• PARTS OF THE EXERCISE
1: In the forum thread on rhinestone templates, what range of circle sizes does the .eps measuring template cover?
2: Write the next post in the forum thread on rhinestone template materials, continuing from its final line.

TEXT EXCERPT section start

Hey Leap, I think I have a .eps file of all the circle sizes from about 1.0mm all the way up to 6.5mm. When I first got my DAS, the first thing I cut was this measuring template so that when I get stones, I can always brush them into this and see where they best fit. I'll go find it and attach it to a post. I haven't changed suppliers in 2 years, but I still keep this handy for when I have to get an emergency order of stones from someone new. It's not fun to cut a whole template based on what you've been doing, and then find out the holes aren't right.


----------



## RockRebel (Feb 15, 2008)

Sandy, can the green and/or black rhinestone motif templete material from KNK be cut with a Roland GX300? Or is the Hartco 425 better? Thank you for your help!


----------



## SandyMcC (Jul 23, 2009)

The green will definitely cut, however it's thinner than the Hartco 425 and was chosen for those who own cutters that can only cut really thin materials, like the Craft Robo 100/200/300 series, Silhouette, and Wishblade. You will probably prefer to get the Hartco 425. The black rubber requires a lot more force and you definitely want to peel it from the backing sheet and cut it on a sticky mat, so I wouldn't recommend it for the Roland.


----------



## Ruby MHarvey (Mar 29, 2008)

TEXT EXCERPT section end
RAW DATA section start

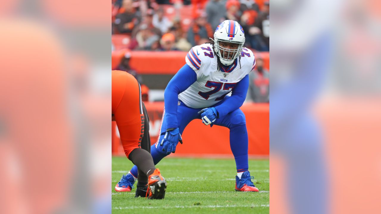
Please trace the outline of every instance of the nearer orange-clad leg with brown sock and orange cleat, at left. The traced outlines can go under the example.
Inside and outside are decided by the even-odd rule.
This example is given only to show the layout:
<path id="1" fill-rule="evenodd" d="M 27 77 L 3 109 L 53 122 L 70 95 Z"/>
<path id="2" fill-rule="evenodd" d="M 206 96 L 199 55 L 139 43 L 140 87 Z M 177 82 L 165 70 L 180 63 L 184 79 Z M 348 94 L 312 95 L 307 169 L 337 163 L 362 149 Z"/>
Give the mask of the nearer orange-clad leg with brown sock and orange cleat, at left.
<path id="1" fill-rule="evenodd" d="M 157 191 L 147 192 L 148 198 L 164 198 L 166 182 L 155 168 L 149 152 L 141 149 L 141 140 L 144 134 L 144 115 L 140 95 L 140 86 L 131 75 L 126 72 L 112 73 L 112 113 L 118 126 L 120 140 L 126 156 L 142 172 L 142 179 L 149 179 L 149 186 Z M 131 79 L 133 78 L 133 79 Z M 124 177 L 124 176 L 123 176 Z M 155 177 L 155 179 L 153 179 Z M 115 188 L 116 190 L 116 188 Z M 159 191 L 162 190 L 160 193 Z"/>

RAW DATA section end

• LIST OF ANSWERS
1: About 1.0mm up to 6.5mm.

2:
I am just jumping in here for a little help also. This is where I am basic basic, I have a cd that I purchase from a quilt show I went to in Houston and The company is creative crystal I have a book with designs and I have to do everything ba hand. Reading you guys imputs there is a better way. Where do I go from here to speed things up. I saw where I can purchase fun time or something like that I will have to go back and look at the name again, it was $50.00 I hear you guys talking about hole and brushing all this is over my head. After I purchase the funtime what else will I need?
Thanks for all your help in advance.


----------



## RockRebel (Feb 15, 2008)

Thank you for the reply Sandy. I really appreciate it!


----------



## Joto Paper (Feb 12, 2007)

paulwferrell said:


> My wife and I have been doing Rhinestones for close to a year now. She has found a great dealer that answers any questions with a phone call. we have not had any problems with size differents even when useing different colors. But we also stay with one vender. our biggest problem is our vinyl cutter. we are looking to get a new one. Ours cut ovals in the thicker vinyl instead of circles. This causes them to shift. but they still stay right side up. but like in the other post says use some scraps and do a test pattern.


This tends to happen with lower quality/older cutters. However, sometimes this can be fixed by changing the offset values and/or the blade (normally a 60 degree blade is required) for the thick rhinestone stencil materials.


----------



## SandyMcC (Jul 23, 2009)

Ruby MHarvey said:


> I am just jumping in here for a little help also. This is where I am basic basic, I have a cd that I purchase from a quilt show I went to in Houston and The company is creative crystal I have a book with designs and I have to do everything ba hand. Reading you guys imputs there is a better way. Where do I go from here to speed things up. I saw where I can purchase fun time or something like that I will have to go back and look at the name again, it was $50.00 I hear you guys talking about hole and brushing all this is over my head. After I purchase the funtime what else will I need?
> Thanks for all your help in advance.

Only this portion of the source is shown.